:: Input material

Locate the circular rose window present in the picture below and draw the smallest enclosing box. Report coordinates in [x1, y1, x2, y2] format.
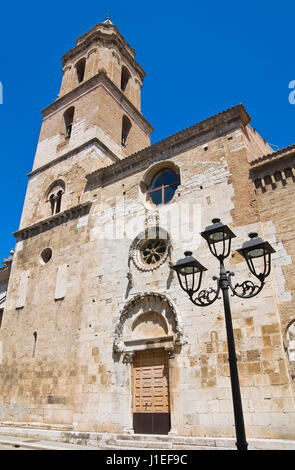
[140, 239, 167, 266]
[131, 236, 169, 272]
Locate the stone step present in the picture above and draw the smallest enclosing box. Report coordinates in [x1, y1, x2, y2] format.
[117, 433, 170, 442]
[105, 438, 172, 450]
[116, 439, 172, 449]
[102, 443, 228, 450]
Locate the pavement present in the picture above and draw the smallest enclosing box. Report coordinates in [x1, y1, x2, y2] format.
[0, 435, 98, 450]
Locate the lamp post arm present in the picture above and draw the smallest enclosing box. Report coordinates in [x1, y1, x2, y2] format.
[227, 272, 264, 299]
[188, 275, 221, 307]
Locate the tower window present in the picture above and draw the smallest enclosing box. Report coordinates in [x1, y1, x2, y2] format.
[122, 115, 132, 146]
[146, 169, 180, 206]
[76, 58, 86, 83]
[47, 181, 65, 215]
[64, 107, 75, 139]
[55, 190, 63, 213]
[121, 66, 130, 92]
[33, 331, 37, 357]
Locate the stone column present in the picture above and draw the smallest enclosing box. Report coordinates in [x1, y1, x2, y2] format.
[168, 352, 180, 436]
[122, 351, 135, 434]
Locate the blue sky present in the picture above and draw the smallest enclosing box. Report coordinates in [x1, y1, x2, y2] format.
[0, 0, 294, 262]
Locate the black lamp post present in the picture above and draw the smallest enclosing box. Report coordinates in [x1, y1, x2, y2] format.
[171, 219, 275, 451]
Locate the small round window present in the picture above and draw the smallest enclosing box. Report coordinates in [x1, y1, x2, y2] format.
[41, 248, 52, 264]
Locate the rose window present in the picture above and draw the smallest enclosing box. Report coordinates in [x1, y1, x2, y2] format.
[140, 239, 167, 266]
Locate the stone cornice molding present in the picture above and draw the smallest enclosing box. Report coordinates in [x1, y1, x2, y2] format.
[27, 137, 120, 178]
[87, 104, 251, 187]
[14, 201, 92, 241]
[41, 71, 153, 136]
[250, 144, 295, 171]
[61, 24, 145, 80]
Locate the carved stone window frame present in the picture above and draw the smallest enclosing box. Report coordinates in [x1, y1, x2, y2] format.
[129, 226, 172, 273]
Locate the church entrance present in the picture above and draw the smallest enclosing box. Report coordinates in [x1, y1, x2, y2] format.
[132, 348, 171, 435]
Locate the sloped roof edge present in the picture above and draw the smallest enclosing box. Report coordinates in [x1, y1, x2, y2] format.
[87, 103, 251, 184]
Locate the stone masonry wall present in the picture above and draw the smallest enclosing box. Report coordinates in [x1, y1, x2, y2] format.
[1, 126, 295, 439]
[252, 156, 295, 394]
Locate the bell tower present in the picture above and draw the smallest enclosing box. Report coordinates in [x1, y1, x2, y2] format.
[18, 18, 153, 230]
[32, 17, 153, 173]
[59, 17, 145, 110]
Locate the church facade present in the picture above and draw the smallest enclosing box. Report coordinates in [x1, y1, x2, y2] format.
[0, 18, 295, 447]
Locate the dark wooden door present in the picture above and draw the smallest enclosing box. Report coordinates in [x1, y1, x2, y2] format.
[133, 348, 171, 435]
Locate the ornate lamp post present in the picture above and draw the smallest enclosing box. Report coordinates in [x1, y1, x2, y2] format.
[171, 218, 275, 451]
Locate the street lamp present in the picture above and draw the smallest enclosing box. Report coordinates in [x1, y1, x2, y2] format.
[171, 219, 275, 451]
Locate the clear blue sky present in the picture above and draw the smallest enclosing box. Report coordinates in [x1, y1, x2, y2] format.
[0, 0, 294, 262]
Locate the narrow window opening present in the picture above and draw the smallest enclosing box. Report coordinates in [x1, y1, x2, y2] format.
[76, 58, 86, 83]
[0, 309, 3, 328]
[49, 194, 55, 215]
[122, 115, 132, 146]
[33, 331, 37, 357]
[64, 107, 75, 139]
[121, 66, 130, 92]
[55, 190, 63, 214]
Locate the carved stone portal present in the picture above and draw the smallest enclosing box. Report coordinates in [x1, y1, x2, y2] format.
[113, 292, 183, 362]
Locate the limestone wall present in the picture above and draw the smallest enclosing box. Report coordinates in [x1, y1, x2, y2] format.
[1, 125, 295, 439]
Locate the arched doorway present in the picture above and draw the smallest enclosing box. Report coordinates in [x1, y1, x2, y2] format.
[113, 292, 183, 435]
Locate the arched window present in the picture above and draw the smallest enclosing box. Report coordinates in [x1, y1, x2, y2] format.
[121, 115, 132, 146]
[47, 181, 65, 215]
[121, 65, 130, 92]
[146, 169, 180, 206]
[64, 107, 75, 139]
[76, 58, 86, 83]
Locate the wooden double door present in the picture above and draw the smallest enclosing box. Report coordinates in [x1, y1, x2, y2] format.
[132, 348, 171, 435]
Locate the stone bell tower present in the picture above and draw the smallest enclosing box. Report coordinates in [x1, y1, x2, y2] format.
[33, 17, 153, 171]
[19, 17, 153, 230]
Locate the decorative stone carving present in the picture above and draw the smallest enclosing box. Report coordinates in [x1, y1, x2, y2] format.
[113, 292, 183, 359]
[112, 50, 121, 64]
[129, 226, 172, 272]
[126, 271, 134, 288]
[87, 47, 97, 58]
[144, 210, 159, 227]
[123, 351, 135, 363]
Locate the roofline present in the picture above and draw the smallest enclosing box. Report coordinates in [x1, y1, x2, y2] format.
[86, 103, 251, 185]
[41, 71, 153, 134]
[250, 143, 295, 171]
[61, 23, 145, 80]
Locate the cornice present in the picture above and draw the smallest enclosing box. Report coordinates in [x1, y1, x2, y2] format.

::::

Problem requirements:
Return all the records above exactly, pictures omitted.

Exercise result:
Locate the circular rose window present in the picture below and draw the smallest enclosing box. Report coordinates in [x1, y1, x2, y2] format.
[140, 239, 167, 266]
[131, 236, 169, 272]
Locate the stone step present in the picture above and draw the smallest enclosing box. Report coordinates in [x1, y1, x2, y2] format.
[117, 433, 170, 442]
[105, 438, 172, 450]
[116, 439, 172, 449]
[102, 443, 228, 450]
Locate the pavement present in the picture above and draw the smallest enclosing box. Report coordinates in [x1, y1, x2, y2] format.
[0, 435, 98, 450]
Locate the lamp post arm present in the picture above and draw the smallest enclosing box. Report coordinates in [x1, y1, x2, y2] format.
[227, 272, 264, 299]
[188, 275, 221, 307]
Locate the tower window present in the picture above and draw the smallest enclosing box. Report coordinates in [x1, y1, x2, y2] format.
[122, 115, 132, 146]
[146, 169, 180, 206]
[76, 58, 86, 83]
[47, 181, 65, 215]
[64, 107, 75, 139]
[55, 190, 63, 213]
[121, 66, 130, 92]
[33, 331, 37, 357]
Locate the stone column present in the picture above and draw the smallest enclosing box. Report coordinates in [x1, y1, x2, y2] format.
[168, 352, 180, 436]
[122, 351, 135, 434]
Locate the blue sky present in the picture above and draw the smallest enclosing box. Report coordinates in [x1, y1, x2, y2] format.
[0, 0, 294, 262]
Locate the black lamp post present in the picture above and draw the smallest enclosing box. Report coordinates in [x1, y1, x2, y2] format.
[171, 219, 275, 451]
Locate the small round window present in the picture above and draw the smallest enclosing box. Report coordinates in [x1, y1, x2, y2] format.
[41, 248, 52, 264]
Locate the rose window present in the picture above and draw the smallest enclosing box. Report coordinates in [x1, y1, x2, y2] format.
[140, 239, 167, 266]
Locate the stone cornice molding present in the picture above and draw the smallest enclosing box. Report coordinates in [x1, y1, x2, y2] format.
[27, 137, 120, 178]
[87, 104, 251, 187]
[14, 201, 92, 241]
[41, 71, 153, 136]
[250, 144, 295, 171]
[61, 24, 145, 80]
Locate the carved stone window frame present in the picture above and draw the smallest enclosing box. Report coordinates in [x1, y1, x2, y2] format.
[129, 226, 172, 273]
Locate the church entrance present in the picture above and draw the smallest enclosing box. Report coordinates in [x1, y1, x2, y2] format.
[132, 348, 171, 435]
Locate the sloped roof edge present in the picture above and draw the smallest enclosing box. Report coordinates in [x1, y1, x2, y2] format.
[87, 103, 251, 184]
Locate the stone masonry wall present in the picture above and draw the smallest enclosing box. Report coordinates in [x1, y1, x2, y2] format.
[1, 126, 295, 439]
[252, 156, 295, 394]
Locate the bell tower present in the picture above and draw the smallest enclosing box. Report coordinates in [x1, y1, x2, y2] format.
[18, 18, 153, 230]
[32, 17, 153, 173]
[59, 17, 145, 110]
Locate the church facade present in the picture above and draw the smallest enclosing box. Report coordinates in [x1, y1, x2, y2] format.
[0, 18, 295, 447]
Locate the dark wooden door present in the picture above and draw the smallest enclosing box. Report coordinates in [x1, y1, x2, y2] format.
[133, 348, 171, 435]
Locate the ornate lamp post present in the picture above and draw the smallest enclosing box. Report coordinates in [x1, y1, x2, y2] format.
[171, 218, 275, 451]
Locate the street lamp present in the picture above and draw the smallest enclosing box. Report coordinates in [x1, y1, x2, y2] format.
[171, 219, 275, 451]
Locate the clear blue sky present in the picture above and draw the smallest enclosing box. Report coordinates in [x1, y1, x2, y2] format.
[0, 0, 294, 262]
Locate the narrow window opening present in the picture above and draw the smallest enclosing box. Report coordinates in [x1, y1, x2, y2] format.
[76, 58, 86, 83]
[0, 309, 3, 328]
[49, 194, 55, 215]
[122, 115, 132, 146]
[33, 331, 37, 357]
[64, 107, 75, 139]
[121, 66, 130, 92]
[55, 190, 63, 214]
Locate the carved stone portal present in the picture above and draw the smallest enclosing box. Report coordinates in [x1, y1, x2, y2] format.
[113, 292, 183, 362]
Locate the limestone wall present in the picture above and draw the smallest enclosing box. Report coordinates in [x1, y1, x2, y2] format.
[1, 125, 295, 439]
Locate the arched doorway present in the picture above and draw the smallest enclosing box. Report coordinates in [x1, y1, x2, y2] format.
[113, 292, 183, 435]
Locate the arched window present in the picture above and draw the smallest enclosing box. Report coordinates in [x1, y1, x2, y2] format.
[121, 115, 132, 146]
[47, 181, 65, 215]
[121, 65, 130, 92]
[146, 169, 180, 206]
[64, 107, 75, 139]
[76, 58, 86, 83]
Locate the wooden double door present in the picture above and draw the smallest enclosing box. Report coordinates in [x1, y1, x2, y2] format.
[132, 348, 171, 435]
Locate the stone bell tower present in the picture above and draw the smallest enclosing box. Report coordinates in [x1, y1, x2, y2] format.
[33, 17, 153, 171]
[19, 17, 153, 230]
Locate the decorative stone carving present in the picture above and draw the smallest enclosing box. Report coordinates in [x1, y1, x2, y2] format.
[113, 292, 183, 359]
[112, 50, 121, 64]
[129, 226, 172, 272]
[126, 271, 134, 288]
[87, 47, 97, 58]
[144, 210, 159, 227]
[123, 351, 135, 363]
Locate the roofline present in the picture above and draw the smallest enclosing box. Report coordinates in [x1, y1, x2, y2] format.
[86, 103, 251, 185]
[41, 71, 153, 134]
[250, 143, 295, 171]
[61, 23, 145, 80]
Locate the cornice present in the picture above and draw the smallest enclosing box. Report coordinates in [x1, y1, x2, y2] format.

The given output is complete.